## Job
Could you render the material between the line holding "negative clicks: (61, 54) (60, 57)" and the line holding "box: [14, 35, 24, 80]", inclusive, as a Markdown table with the columns Row and Content, numbering each line and leaving out any blank lines?

-- Opening Marker --

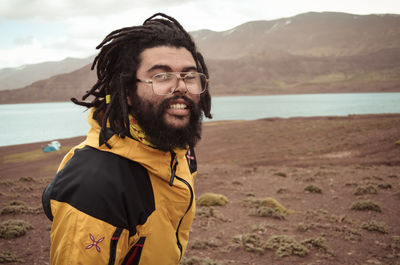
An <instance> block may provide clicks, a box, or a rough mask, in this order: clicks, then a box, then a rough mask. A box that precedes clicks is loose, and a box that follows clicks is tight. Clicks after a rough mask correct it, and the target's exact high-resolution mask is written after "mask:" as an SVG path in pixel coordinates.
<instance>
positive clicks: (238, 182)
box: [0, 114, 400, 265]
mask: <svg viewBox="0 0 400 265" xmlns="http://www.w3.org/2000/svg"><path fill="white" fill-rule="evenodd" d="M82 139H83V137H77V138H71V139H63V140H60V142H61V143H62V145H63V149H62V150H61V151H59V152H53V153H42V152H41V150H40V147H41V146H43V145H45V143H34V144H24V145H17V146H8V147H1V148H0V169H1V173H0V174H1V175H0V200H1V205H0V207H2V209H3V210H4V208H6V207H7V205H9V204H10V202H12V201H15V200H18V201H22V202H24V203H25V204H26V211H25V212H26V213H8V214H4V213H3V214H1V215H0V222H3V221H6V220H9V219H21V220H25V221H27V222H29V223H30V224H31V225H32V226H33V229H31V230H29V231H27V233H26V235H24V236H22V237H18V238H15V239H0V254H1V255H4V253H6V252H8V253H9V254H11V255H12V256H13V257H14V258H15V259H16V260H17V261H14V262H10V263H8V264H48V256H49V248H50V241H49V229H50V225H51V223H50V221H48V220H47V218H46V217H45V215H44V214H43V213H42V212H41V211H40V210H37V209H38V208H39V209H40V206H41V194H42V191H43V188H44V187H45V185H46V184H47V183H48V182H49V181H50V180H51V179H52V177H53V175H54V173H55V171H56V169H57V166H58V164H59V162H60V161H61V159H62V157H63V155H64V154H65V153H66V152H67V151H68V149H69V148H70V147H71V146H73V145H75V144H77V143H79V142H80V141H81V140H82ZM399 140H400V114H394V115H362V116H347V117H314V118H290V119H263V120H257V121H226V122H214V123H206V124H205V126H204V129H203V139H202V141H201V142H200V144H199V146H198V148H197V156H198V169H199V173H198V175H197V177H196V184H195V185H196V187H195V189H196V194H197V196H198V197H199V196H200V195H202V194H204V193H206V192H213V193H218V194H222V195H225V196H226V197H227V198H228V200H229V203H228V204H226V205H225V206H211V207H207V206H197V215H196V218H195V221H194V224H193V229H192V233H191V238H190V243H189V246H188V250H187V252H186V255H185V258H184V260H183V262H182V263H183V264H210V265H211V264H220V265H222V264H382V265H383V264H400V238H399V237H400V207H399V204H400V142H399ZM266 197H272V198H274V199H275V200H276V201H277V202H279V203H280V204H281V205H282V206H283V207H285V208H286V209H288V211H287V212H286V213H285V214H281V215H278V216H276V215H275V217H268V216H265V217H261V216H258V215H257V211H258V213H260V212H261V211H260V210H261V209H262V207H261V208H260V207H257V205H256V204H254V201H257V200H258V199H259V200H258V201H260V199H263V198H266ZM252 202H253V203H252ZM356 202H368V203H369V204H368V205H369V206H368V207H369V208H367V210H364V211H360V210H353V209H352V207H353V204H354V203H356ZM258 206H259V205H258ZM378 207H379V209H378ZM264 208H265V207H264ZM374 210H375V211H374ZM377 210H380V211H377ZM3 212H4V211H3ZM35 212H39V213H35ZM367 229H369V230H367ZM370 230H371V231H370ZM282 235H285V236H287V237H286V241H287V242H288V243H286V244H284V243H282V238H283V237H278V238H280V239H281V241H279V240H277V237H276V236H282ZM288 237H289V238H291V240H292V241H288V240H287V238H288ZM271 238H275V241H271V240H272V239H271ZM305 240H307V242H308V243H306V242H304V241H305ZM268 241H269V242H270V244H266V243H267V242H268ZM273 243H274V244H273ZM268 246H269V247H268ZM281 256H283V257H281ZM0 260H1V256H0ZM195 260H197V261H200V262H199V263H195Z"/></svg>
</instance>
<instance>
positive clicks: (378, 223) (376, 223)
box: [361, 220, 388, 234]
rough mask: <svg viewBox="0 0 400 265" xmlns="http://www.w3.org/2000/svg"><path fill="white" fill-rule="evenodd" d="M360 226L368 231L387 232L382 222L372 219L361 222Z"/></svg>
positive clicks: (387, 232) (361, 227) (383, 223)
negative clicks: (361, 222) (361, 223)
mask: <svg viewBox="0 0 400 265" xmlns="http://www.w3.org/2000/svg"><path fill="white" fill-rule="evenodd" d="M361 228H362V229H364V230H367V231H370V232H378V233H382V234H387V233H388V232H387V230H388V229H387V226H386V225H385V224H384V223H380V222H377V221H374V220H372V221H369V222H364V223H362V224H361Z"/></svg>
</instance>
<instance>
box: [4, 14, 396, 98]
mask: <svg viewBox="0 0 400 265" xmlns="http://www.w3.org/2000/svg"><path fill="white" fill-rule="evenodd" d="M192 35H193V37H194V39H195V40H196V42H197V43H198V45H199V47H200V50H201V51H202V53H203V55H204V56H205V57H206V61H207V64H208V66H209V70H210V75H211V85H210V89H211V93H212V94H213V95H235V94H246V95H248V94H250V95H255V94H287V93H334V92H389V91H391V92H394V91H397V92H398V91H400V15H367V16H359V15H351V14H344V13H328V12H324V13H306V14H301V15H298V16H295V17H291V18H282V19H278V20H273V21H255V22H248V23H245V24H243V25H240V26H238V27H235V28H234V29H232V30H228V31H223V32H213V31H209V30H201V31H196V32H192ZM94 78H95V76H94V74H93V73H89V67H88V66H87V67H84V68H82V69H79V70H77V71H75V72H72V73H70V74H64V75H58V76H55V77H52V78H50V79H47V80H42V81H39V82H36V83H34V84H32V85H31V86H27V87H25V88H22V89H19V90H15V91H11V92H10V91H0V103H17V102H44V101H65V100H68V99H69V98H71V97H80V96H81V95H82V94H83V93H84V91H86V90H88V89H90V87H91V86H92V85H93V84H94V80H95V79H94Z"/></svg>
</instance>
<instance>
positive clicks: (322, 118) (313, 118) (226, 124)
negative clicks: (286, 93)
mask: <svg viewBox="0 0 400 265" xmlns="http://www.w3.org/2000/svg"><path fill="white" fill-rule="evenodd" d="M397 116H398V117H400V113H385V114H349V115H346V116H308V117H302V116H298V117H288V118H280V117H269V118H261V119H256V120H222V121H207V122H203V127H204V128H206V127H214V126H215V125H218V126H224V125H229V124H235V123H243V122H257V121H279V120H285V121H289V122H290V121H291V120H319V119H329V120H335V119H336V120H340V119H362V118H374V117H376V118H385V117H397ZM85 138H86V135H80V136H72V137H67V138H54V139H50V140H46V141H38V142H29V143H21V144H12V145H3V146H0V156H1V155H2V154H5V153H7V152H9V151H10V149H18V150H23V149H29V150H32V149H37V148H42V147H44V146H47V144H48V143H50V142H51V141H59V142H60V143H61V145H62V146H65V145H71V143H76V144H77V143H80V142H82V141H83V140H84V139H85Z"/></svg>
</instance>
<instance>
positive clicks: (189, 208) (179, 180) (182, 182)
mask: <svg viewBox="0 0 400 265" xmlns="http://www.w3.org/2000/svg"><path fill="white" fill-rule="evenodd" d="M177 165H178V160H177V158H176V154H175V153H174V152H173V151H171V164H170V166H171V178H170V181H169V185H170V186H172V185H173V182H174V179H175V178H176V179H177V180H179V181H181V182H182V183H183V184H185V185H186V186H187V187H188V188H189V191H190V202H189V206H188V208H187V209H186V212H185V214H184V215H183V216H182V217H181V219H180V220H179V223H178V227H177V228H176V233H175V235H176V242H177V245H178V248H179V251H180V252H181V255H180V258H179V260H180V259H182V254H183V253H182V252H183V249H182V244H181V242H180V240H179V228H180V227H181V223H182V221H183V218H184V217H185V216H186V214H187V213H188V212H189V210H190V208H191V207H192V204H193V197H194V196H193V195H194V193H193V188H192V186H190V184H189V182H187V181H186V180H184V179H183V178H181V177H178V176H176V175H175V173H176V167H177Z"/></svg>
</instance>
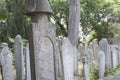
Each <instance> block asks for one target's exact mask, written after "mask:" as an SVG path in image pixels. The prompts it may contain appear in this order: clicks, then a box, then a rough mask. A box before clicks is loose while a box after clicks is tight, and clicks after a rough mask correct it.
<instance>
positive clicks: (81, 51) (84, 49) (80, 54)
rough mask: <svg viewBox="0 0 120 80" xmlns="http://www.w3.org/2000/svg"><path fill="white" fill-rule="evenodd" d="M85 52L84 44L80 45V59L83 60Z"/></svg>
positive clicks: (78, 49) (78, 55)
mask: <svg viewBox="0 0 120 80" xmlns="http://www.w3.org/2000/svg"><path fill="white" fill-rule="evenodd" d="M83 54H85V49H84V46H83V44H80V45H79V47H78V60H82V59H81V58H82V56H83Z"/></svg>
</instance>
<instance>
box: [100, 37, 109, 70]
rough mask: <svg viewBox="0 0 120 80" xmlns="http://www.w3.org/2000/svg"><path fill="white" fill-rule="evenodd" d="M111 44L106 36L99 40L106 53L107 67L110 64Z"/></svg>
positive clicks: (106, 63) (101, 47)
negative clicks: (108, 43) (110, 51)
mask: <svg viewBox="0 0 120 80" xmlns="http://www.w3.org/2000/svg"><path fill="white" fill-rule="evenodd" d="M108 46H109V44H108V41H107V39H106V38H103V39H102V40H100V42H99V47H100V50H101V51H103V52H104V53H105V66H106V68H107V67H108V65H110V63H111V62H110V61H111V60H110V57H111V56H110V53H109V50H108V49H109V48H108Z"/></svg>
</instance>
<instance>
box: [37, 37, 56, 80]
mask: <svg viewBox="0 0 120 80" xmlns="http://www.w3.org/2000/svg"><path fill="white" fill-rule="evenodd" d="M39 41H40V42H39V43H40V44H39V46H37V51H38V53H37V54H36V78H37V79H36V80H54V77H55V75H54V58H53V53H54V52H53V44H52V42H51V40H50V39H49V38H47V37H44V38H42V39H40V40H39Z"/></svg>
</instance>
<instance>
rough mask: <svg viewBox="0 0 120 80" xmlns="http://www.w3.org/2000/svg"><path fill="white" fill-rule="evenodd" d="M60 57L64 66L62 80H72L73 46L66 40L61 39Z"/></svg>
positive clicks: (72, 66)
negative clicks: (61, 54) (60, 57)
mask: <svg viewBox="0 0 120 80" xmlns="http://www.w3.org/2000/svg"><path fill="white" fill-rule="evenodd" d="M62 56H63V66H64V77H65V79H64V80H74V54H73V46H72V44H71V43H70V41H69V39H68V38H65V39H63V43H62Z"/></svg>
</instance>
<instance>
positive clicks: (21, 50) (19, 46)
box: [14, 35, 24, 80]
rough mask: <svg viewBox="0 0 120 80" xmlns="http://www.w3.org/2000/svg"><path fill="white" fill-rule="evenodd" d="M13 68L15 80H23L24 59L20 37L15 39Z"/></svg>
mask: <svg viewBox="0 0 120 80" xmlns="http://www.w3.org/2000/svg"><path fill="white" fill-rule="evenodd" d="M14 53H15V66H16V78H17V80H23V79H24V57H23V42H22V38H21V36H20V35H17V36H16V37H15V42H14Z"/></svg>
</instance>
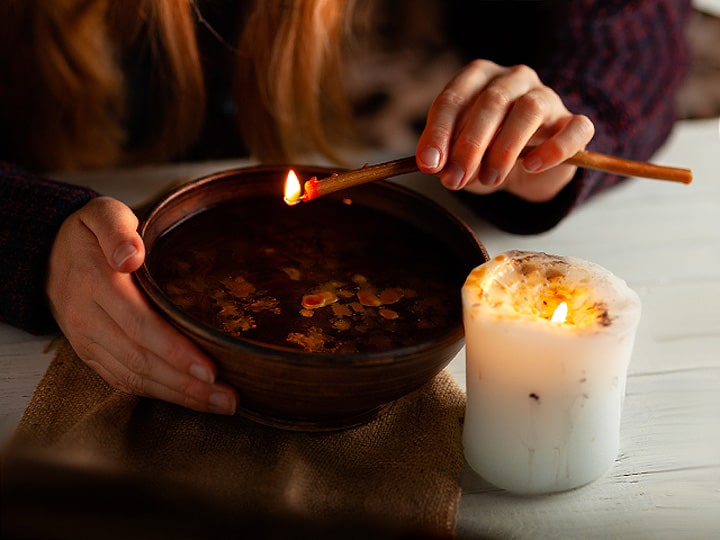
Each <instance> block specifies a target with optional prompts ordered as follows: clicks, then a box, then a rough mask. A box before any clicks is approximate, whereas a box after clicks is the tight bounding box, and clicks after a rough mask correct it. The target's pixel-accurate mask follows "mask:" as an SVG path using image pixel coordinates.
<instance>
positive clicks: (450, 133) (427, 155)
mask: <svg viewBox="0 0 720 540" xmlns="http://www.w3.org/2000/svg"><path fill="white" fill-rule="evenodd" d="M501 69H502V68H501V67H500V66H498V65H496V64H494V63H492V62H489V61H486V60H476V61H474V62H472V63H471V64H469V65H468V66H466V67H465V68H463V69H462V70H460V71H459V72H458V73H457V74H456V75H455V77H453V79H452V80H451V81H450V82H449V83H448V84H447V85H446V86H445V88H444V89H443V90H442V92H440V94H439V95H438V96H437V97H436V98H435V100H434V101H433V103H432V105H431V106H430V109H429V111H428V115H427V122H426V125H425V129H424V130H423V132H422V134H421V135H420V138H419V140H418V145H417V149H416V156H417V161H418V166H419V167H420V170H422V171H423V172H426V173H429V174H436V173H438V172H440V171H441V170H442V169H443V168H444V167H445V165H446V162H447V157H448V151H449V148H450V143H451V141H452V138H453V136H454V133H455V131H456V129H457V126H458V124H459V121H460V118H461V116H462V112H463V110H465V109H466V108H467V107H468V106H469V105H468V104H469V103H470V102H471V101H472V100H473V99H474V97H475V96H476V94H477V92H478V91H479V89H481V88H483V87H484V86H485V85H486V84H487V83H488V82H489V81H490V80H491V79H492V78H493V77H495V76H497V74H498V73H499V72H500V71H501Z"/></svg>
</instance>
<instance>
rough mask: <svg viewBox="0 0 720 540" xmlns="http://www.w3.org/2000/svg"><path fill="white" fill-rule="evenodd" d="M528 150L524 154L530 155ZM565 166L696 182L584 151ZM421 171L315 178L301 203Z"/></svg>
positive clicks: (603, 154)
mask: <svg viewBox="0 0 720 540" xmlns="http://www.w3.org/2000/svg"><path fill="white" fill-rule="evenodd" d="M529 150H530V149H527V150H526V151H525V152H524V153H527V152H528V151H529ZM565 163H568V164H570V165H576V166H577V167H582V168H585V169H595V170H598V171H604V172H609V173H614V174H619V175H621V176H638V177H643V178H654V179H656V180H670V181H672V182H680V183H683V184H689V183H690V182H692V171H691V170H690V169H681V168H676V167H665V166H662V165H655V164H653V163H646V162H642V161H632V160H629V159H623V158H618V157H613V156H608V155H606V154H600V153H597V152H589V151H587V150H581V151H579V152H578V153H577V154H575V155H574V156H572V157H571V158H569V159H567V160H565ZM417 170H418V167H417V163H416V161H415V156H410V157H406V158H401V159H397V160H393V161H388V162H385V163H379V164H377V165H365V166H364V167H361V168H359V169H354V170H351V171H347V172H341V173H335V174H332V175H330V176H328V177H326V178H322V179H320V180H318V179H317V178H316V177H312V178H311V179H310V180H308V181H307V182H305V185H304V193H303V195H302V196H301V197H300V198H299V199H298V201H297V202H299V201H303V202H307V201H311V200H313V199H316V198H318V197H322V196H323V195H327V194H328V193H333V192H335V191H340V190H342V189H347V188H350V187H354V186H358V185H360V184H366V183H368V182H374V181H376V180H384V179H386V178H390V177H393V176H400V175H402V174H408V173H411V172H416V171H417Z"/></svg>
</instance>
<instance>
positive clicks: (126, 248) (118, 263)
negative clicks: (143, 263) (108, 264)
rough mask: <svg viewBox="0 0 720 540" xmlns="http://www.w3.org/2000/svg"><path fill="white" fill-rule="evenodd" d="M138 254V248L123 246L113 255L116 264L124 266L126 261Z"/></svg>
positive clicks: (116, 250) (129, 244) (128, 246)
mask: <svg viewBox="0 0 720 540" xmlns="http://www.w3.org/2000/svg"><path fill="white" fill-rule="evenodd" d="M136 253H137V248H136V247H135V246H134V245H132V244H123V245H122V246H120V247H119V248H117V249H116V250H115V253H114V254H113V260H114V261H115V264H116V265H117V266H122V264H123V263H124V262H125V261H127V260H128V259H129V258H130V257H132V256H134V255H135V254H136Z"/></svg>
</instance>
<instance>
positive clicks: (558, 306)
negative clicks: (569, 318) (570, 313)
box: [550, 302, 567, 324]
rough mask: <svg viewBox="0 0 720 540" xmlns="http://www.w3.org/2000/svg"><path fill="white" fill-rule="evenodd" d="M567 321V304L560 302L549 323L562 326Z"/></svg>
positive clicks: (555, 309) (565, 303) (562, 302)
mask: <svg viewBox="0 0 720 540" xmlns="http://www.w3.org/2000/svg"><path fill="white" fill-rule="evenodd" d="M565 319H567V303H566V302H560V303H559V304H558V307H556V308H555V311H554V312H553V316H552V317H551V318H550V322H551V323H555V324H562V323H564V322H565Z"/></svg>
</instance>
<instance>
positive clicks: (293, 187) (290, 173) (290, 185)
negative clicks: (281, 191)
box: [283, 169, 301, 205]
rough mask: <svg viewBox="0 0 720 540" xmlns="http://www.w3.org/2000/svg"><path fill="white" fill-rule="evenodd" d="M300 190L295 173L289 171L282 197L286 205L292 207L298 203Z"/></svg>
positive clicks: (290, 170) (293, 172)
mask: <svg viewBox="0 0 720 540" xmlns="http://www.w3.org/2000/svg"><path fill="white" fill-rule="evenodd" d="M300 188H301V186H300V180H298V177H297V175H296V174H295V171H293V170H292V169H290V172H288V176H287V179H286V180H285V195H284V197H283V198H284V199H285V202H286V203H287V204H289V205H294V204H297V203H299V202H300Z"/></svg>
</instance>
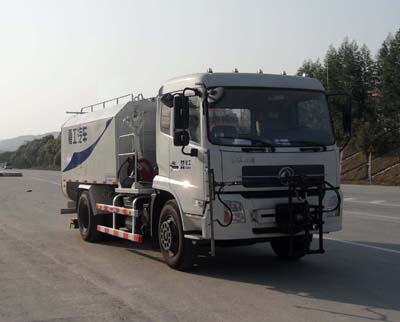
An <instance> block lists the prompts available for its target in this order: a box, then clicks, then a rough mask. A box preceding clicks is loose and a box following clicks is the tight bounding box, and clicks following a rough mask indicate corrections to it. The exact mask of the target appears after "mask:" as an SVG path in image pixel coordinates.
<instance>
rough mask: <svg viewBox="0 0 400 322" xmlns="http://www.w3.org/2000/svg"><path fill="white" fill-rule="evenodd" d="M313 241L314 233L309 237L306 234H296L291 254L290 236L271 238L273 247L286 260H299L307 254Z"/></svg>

-- Closing Marker --

## Result for this exercise
| Row | Content |
|---|---|
| 1 | negative clicks: (61, 54) (60, 57) |
| 2 | mask: <svg viewBox="0 0 120 80" xmlns="http://www.w3.org/2000/svg"><path fill="white" fill-rule="evenodd" d="M62 56H63V66H64V77H65V79H64V80H74V54H73V46H72V44H71V43H70V41H69V39H68V38H65V39H63V43H62Z"/></svg> |
| 3 | </instance> |
| 4 | <instance> |
| 5 | positive clicks: (21, 50) (19, 46) |
| 6 | box: [14, 35, 24, 80] |